Work to be completed
Switch "pixel coordinates" to "x and y coordinates" throughout the listing below and reproduce every line with nothing else changed.

[Point annotation dataset records]
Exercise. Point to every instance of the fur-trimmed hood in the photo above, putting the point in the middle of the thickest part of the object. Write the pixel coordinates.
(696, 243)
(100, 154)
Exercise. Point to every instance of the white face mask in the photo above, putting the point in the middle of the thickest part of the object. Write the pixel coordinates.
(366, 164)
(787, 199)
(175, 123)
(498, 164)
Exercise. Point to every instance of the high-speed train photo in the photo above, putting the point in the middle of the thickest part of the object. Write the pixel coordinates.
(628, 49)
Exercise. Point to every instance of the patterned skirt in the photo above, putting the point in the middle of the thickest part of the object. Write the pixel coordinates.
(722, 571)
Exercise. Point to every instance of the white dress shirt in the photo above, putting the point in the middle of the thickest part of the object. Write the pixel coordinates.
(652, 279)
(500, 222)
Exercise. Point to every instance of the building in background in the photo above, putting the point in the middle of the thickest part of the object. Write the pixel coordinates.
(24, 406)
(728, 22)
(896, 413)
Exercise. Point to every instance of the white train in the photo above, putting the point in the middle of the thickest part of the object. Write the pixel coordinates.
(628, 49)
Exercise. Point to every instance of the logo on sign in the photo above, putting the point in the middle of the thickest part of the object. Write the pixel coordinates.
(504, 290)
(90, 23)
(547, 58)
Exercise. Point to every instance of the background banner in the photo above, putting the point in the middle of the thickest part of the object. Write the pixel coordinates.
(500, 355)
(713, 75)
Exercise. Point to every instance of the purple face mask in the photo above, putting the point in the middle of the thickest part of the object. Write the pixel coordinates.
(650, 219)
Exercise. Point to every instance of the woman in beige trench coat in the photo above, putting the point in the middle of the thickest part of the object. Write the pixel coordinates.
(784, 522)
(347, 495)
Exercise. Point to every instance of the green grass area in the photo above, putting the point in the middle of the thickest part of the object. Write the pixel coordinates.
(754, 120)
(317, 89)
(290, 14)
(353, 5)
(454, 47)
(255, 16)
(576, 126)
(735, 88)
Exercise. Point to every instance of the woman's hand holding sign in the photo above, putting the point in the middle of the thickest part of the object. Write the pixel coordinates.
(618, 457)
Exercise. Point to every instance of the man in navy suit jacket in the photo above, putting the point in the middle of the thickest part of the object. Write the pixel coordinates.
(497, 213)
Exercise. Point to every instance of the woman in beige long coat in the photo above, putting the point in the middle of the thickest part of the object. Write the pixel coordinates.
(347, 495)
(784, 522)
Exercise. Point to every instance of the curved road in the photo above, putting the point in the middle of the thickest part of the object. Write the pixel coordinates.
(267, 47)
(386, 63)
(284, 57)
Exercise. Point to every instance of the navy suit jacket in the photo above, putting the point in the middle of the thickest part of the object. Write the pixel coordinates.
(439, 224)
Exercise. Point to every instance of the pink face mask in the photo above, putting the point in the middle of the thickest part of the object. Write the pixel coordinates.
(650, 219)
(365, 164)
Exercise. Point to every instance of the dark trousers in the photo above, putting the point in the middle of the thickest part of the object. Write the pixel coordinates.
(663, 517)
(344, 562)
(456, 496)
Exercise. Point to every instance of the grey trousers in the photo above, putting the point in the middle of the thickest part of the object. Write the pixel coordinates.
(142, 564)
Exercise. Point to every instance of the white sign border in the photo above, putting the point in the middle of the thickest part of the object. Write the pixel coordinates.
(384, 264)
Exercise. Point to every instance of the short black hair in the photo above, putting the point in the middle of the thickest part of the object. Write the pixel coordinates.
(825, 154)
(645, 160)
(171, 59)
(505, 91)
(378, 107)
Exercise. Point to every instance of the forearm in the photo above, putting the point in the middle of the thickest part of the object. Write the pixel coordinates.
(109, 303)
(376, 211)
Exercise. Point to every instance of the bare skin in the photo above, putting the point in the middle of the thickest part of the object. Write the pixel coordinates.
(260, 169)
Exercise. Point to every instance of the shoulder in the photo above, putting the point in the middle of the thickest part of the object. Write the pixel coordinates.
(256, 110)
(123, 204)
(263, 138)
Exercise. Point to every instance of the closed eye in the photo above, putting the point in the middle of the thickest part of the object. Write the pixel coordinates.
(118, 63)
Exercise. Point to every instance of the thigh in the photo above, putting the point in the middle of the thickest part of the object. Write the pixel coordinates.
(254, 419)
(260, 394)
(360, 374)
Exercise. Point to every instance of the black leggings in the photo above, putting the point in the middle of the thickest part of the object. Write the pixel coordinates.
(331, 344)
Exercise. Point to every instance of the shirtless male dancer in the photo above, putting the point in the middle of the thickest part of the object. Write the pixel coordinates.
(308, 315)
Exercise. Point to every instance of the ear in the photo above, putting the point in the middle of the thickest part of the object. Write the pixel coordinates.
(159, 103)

Solution to the exercise
Exercise. Point to every instance of the fur-trimmed hood in the photo above, putting the point in the middle of the thickest part of the object. Write the x and y coordinates.
(696, 243)
(100, 154)
Exercise. Point to every instance of the white face mask in the photo above, putting the point in the middle of the thickest part of the object. Write the x and y coordinates.
(366, 164)
(787, 199)
(175, 123)
(498, 164)
Exercise. Point to every instance of the high-speed train photo in the photo above, putting the point in the middle of the thickest part of the object. Write the x and y coordinates.
(628, 49)
Exercise. Point to every instance of the patterned skirt in the photo above, putting the point in the middle of the thickest part of the object. Write the x and y coordinates.
(722, 571)
Exercise. Point to every instance of the white dress shirt in the photo above, putting the point in the middle of the thickest part of the object. Write the x and y coordinates.
(652, 279)
(500, 222)
Exercise. Point to every instance of the building in background in the photo above, putting the point in the middle of the thickest part of the object. Write the x and y coordinates.
(24, 406)
(728, 22)
(896, 413)
Exercise. Point to every instance of the white train in the photo above, putting the point in the middle of the thickest part of the object. Write the x and y coordinates.
(628, 49)
Exercise. Point to every instance of the logo on sign in the photo above, putting the point in the middle of the thickest part of the object. Write the x and y coordinates.
(504, 290)
(90, 23)
(547, 58)
Exercise. Point to every instance of the background banner in the photo above, putting the point in the middle of the thickest part of the object. Write the x and y coordinates.
(500, 355)
(713, 75)
Exercise. Point to every instance of the purple face mask in the photo above, putting the point in the middle of the thickest part of the object. Write the x and y coordinates.
(650, 219)
Exercise. Point to every instance of the woman in beige trench coat in the photo above, putting the point in the middle of the thickest part of the object. Write the x and y coordinates.
(784, 522)
(347, 495)
Exercise. Point to every instance of the green grass area in the photo above, putting the point in the middle of the thickest part of the object. Write the x and y coordinates.
(754, 120)
(317, 89)
(290, 14)
(353, 5)
(454, 47)
(255, 16)
(576, 126)
(735, 88)
Exercise. Point to every instance of the woman's hand holding sign in the photo above, putting the point in the middle of the thickest part of the object. Write the x and y coordinates.
(618, 457)
Exercise. Point to every instance of the man in navy suit jacket in the photo above, putting the point in the middle of the thickest part of the object. Write the x and y coordinates.
(497, 213)
Exercise. Point to every instance of the woman in beige long coat in the photo above, putting the point in the middle of the thickest part of the object. Write the x and y coordinates.
(347, 495)
(784, 522)
Exercise. Point to every instance of the curved road in the photo above, putting the point in the middle of the thickest part of the object. Write the x and y coordinates.
(267, 47)
(386, 63)
(284, 57)
Exercise. Point to every instance of the navy suit jacket in the photo above, putting the point in the middle of the thickest part of the object. Write the x and y coordinates.
(439, 224)
Exercise. Point to every instance of the pink face mask in the photo above, putting the point in the middle of the thickest part of the object. Write the x and y coordinates.
(650, 219)
(365, 164)
Exercise. Point to every instance of the dark trousers in the photo above, putting the point in the middle of the thickest part of the object. Write the x and y coordinates.
(663, 517)
(344, 562)
(456, 496)
Exercise. Point to every instance of the grey trousers in the photo above, putting the point in the middle of the thickest part of the object. Write the x and y coordinates.
(142, 564)
Exercise. Point to every instance of the white sign border in the photo above, putting the point in the middle of the thickest part of the object. Write the x and y coordinates.
(384, 264)
Exercise. Point to every instance of the short black hair in the photo above, putting the point in the middle of the thickest part of the object. Write the x and y coordinates.
(825, 154)
(645, 160)
(171, 59)
(505, 91)
(378, 107)
Exercise. Point to every instance of the forearm in the photo above, putting the point in the middle of the thickest part of the object. Write the x and y coordinates.
(109, 303)
(376, 211)
Exercise. Point to every instance of the bare skin in the photo above, putting the point in the middle of the thickest part of the object. Write the x and y coordinates.
(260, 169)
Exercise. Point to every instance of the shoulder in the photo above, putting the point in the middle of the thickest part of the object. Write the x and y coordinates.
(256, 110)
(123, 204)
(263, 138)
Exercise. Point to every instance of the closed eye in the photo above, putting the point in the middle of the thickest part of the object. Write the x and y coordinates.
(118, 63)
Exercise. Point to every instance of the thigh in the photo above, putting the point in the middle of the thickest part of the object. Write the x and y coordinates.
(254, 419)
(260, 394)
(360, 374)
Exercise. Point to every instance of the black leggings in the photo above, putting the point in the middle of the thickest part of the object. Write the x and y coordinates.
(331, 344)
Exercise. Point to every instance of the shirtless male dancer in the photo above, putting the point in the middle of the thickest part of the object. Write the x and y coordinates.
(308, 315)
Exercise. Point to every instance of the ear in the photo above, putting the point in the middle of the thickest part of the object. Write the x and y coordinates.
(159, 103)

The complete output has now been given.